Мы ясно также чувствуем коренное различие между живым и неживым, но никакое чувственное восприятие не в состоянии обнажить пред нами глубокие корни этого различия и не в состоянии показать нам, что же именно делает безжизненное вещество живым организмом и чего же именно лишается живой организм в момент своей смерти. А вследствие этого любой поборник механистического миропонимания спокойно может располагать всю органическую и неорганическую природу в один безизъятный ряд физико-химических превращений материи, и в существе дела мы можем только опровергать его теоретические построения, отнять же у него самую возможность этих построений мы совершенно не можем.

# Записи для разметки сегментации
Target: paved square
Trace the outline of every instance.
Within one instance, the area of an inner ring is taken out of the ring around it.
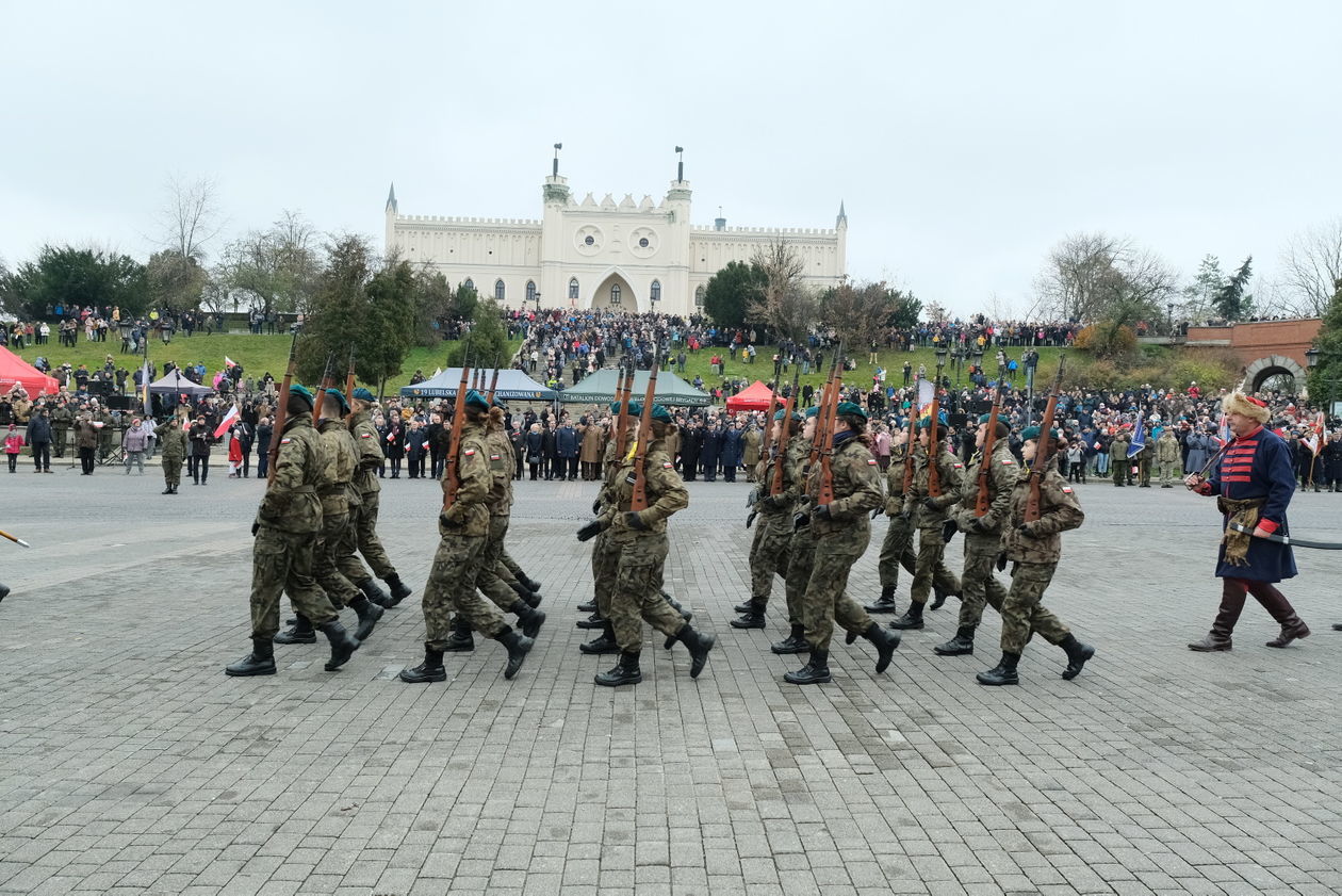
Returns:
[[[217,472],[216,472],[217,474]],[[421,656],[432,482],[384,481],[384,543],[416,595],[338,673],[247,652],[260,486],[219,476],[0,474],[0,893],[1337,893],[1342,891],[1342,555],[1298,551],[1283,590],[1314,635],[1287,650],[1252,604],[1200,656],[1219,599],[1213,505],[1182,489],[1079,489],[1045,603],[1099,647],[1080,678],[1039,642],[1020,688],[939,658],[954,602],[883,676],[836,643],[794,688],[785,634],[727,626],[747,595],[743,482],[692,484],[667,579],[718,635],[688,677],[650,634],[644,682],[595,688],[573,532],[592,484],[518,484],[510,549],[549,622],[522,673],[478,638],[446,685]],[[1342,497],[1298,494],[1292,529],[1335,540]],[[875,596],[874,545],[854,570]],[[947,555],[960,562],[958,543]],[[899,600],[907,600],[907,576]],[[781,583],[778,586],[781,598]]]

# Что сделать
Как, согласно отрывку о различии живого и неживого, может спокойно располагать природу поборник механистического миропонимания?

# Выполненное задание
Он может располагать всю органическую и неорганическую природу в один безизъятный ряд физико-химических превращений материи.